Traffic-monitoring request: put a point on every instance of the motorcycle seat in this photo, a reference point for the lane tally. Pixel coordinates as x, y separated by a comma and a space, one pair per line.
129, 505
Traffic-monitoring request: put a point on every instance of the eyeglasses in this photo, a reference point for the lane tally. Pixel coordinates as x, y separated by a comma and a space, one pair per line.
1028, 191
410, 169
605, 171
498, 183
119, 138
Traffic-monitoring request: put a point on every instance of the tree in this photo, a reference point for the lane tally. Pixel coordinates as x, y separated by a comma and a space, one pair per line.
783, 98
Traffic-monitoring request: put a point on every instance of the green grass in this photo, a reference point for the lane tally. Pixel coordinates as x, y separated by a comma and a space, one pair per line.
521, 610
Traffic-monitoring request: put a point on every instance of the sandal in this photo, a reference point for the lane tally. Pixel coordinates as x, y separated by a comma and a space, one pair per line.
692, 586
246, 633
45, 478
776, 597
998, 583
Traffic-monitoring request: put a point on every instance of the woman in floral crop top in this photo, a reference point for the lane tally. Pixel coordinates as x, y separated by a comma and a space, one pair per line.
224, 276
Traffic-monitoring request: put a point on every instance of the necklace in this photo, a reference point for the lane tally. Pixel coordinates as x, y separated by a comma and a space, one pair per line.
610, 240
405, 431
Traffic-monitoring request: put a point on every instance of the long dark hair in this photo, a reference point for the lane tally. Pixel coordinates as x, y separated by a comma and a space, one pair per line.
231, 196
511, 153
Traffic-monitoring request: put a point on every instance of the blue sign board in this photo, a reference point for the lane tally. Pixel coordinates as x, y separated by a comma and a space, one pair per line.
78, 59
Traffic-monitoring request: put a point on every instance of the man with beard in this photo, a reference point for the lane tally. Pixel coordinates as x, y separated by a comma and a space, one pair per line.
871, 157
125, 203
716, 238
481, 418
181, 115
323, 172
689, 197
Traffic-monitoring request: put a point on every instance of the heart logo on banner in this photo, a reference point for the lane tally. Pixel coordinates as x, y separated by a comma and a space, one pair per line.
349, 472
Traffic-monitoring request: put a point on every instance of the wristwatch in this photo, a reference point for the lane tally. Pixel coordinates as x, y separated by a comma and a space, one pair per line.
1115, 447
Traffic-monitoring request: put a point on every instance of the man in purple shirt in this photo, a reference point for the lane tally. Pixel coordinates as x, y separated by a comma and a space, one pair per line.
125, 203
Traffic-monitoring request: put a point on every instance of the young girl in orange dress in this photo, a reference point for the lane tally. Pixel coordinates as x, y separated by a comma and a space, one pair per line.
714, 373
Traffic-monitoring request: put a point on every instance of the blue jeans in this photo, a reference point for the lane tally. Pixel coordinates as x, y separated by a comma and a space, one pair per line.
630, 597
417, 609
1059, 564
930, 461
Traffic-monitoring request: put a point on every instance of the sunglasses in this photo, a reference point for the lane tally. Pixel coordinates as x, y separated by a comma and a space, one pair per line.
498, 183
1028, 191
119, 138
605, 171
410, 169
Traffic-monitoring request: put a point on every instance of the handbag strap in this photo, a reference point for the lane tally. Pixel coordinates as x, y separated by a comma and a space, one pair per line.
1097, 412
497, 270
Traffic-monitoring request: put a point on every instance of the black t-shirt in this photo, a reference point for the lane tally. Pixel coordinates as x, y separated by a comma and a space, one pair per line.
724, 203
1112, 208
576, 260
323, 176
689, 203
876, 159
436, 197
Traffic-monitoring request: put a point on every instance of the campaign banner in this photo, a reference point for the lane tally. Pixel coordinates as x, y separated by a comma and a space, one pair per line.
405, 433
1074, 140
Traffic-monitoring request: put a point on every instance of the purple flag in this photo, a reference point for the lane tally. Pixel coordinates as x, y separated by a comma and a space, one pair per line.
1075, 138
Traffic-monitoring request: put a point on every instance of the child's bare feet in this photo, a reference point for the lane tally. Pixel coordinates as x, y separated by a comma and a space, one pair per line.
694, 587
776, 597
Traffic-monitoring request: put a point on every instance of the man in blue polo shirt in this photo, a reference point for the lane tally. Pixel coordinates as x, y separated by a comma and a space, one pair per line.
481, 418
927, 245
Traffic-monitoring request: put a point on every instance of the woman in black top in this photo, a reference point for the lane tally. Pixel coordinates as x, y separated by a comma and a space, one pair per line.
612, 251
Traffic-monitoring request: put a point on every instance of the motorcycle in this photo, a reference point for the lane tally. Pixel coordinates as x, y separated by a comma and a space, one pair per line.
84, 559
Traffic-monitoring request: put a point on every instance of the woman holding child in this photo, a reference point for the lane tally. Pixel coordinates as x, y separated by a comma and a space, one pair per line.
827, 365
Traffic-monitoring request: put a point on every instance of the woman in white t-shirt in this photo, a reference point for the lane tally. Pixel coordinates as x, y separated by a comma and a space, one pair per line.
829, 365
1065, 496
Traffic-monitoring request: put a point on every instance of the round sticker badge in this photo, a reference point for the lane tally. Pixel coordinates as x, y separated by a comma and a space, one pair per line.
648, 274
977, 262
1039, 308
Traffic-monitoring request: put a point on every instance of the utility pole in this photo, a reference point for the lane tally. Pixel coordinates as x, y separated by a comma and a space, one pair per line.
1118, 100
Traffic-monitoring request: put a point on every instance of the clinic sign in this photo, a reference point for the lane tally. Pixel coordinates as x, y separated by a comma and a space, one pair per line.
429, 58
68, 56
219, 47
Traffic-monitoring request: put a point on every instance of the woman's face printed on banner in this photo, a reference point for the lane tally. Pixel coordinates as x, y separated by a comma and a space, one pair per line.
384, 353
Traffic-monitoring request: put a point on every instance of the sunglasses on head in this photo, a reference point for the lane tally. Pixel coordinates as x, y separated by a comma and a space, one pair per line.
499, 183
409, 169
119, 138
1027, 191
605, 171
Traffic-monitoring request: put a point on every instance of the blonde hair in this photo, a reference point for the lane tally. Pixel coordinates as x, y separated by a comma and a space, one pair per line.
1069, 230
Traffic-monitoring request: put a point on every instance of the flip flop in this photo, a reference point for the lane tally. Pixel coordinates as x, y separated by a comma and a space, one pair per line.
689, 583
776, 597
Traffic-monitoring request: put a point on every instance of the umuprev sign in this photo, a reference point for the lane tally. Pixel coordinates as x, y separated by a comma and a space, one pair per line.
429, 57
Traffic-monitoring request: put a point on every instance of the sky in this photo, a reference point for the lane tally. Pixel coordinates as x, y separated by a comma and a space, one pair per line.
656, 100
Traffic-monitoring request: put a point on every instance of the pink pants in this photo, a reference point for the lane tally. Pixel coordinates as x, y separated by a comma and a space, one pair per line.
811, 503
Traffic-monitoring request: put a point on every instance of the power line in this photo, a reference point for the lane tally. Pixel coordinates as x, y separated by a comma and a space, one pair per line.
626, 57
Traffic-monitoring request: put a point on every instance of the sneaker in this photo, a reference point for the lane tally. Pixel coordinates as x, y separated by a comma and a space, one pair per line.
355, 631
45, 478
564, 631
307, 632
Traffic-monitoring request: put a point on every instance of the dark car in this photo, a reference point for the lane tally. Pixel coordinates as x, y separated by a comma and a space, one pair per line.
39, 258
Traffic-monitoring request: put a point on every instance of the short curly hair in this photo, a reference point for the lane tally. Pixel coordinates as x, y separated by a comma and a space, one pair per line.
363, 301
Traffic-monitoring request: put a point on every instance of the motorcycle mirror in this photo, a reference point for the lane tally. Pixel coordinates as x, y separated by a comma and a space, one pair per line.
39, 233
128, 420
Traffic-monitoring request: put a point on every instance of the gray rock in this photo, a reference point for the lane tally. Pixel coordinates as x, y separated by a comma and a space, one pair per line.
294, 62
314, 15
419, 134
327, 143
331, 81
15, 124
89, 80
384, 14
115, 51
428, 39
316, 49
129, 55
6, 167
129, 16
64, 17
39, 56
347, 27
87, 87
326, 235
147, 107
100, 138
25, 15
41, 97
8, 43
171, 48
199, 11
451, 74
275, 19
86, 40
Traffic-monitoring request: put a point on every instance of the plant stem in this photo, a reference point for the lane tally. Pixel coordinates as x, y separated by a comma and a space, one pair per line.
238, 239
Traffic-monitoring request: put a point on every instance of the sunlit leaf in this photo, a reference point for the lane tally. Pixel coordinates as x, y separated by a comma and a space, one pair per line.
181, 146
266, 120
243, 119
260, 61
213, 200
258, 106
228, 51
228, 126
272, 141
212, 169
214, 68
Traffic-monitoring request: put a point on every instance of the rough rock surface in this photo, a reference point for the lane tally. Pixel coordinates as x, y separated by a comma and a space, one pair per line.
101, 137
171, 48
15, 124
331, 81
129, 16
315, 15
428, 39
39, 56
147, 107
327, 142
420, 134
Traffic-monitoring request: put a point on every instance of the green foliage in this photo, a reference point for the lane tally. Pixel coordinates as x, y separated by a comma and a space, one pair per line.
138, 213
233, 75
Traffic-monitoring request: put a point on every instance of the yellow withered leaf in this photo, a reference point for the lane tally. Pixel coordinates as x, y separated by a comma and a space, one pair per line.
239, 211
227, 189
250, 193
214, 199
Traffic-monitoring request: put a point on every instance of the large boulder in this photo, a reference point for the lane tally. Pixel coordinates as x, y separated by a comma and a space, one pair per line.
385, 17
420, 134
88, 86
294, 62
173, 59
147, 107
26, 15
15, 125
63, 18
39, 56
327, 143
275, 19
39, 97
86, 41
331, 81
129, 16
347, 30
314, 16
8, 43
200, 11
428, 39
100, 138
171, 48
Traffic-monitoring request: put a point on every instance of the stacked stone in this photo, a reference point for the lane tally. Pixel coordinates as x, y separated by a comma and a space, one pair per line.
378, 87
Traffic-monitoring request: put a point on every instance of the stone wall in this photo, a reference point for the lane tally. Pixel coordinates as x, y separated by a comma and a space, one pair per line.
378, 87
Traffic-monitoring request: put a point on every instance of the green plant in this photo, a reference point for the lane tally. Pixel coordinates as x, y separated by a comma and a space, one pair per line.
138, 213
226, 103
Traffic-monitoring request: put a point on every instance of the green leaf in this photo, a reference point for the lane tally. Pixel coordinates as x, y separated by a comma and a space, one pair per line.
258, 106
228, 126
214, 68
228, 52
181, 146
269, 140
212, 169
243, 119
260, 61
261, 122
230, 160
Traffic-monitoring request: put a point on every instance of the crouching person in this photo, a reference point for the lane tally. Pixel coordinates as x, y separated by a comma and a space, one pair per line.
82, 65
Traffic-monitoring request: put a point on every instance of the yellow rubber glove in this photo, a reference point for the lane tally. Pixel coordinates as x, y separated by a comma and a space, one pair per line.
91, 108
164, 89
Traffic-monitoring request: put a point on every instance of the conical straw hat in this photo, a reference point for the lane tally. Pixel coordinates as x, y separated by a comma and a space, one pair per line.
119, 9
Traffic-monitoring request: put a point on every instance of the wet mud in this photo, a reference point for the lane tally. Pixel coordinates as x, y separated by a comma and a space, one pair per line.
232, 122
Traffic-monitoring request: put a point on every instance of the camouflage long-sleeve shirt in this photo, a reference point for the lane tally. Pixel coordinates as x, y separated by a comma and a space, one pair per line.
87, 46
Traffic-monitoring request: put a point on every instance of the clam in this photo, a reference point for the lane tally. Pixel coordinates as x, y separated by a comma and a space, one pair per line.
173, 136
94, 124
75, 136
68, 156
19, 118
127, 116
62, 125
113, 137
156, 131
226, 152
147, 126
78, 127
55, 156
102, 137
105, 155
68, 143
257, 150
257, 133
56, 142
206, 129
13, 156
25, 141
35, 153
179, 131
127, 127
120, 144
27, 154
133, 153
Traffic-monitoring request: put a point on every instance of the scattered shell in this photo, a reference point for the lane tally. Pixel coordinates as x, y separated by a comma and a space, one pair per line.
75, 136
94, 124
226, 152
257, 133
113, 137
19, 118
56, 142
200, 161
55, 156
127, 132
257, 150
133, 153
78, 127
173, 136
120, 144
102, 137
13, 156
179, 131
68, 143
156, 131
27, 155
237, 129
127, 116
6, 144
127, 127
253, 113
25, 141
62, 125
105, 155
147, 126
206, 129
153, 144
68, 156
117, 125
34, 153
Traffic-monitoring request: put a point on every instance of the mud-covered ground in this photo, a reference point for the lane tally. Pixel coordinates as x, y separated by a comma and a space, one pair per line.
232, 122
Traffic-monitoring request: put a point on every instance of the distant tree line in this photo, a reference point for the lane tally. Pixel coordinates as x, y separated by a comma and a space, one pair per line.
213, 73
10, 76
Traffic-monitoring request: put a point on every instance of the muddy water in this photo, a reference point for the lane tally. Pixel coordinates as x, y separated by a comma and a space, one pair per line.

### EXERCISE TASK
Reproduce exactly the line containing "of the clam" and every line after it through the end of the records above, and nothing else.

### EXERCISE RESPONSE
Traffic-monitoring request: put a point on every instance of the clam in this photo, a reference point for the lane tally. Pixel coordinates as x, y separated by a comma and a space, one pair per line.
173, 136
94, 124
75, 136
68, 156
19, 118
127, 116
62, 125
113, 137
156, 131
226, 152
147, 126
78, 127
55, 156
102, 137
105, 155
68, 143
257, 150
257, 133
56, 142
206, 129
13, 156
25, 141
35, 153
179, 131
127, 127
120, 144
27, 154
133, 153
Traffic-monitoring request: put a point on every instance of the scattered shell in this photo, a reference point for the lane tally. Pixel coordinates as x, y separated by a comma and a space, one pair per line.
75, 136
94, 124
226, 152
257, 133
113, 137
19, 118
56, 142
200, 161
55, 156
127, 132
257, 150
133, 153
78, 127
173, 136
120, 144
102, 137
13, 156
179, 131
68, 143
156, 131
27, 155
237, 129
127, 116
6, 144
127, 127
253, 113
25, 141
62, 125
105, 155
147, 126
206, 129
153, 144
68, 156
117, 125
34, 153
Traffic-monitoring request: put a point on every instance of the mud-covered ground in this photo, a reference point for the lane tally. Pixel coordinates as x, y separated by a comma and a space, one pair per line.
232, 122
Traffic-monitoring request: put a point on every instance of the distant tree line in this photo, a reference point for the lane tally. Pixel coordinates as x, y separated by a comma and a space, one pair per line.
213, 73
10, 76
Traffic-monitoring request: put a point on every instance of the muddy water in this photo, a reference point for the lane tally. Pixel coordinates as x, y separated by a comma and a space, one pair per line.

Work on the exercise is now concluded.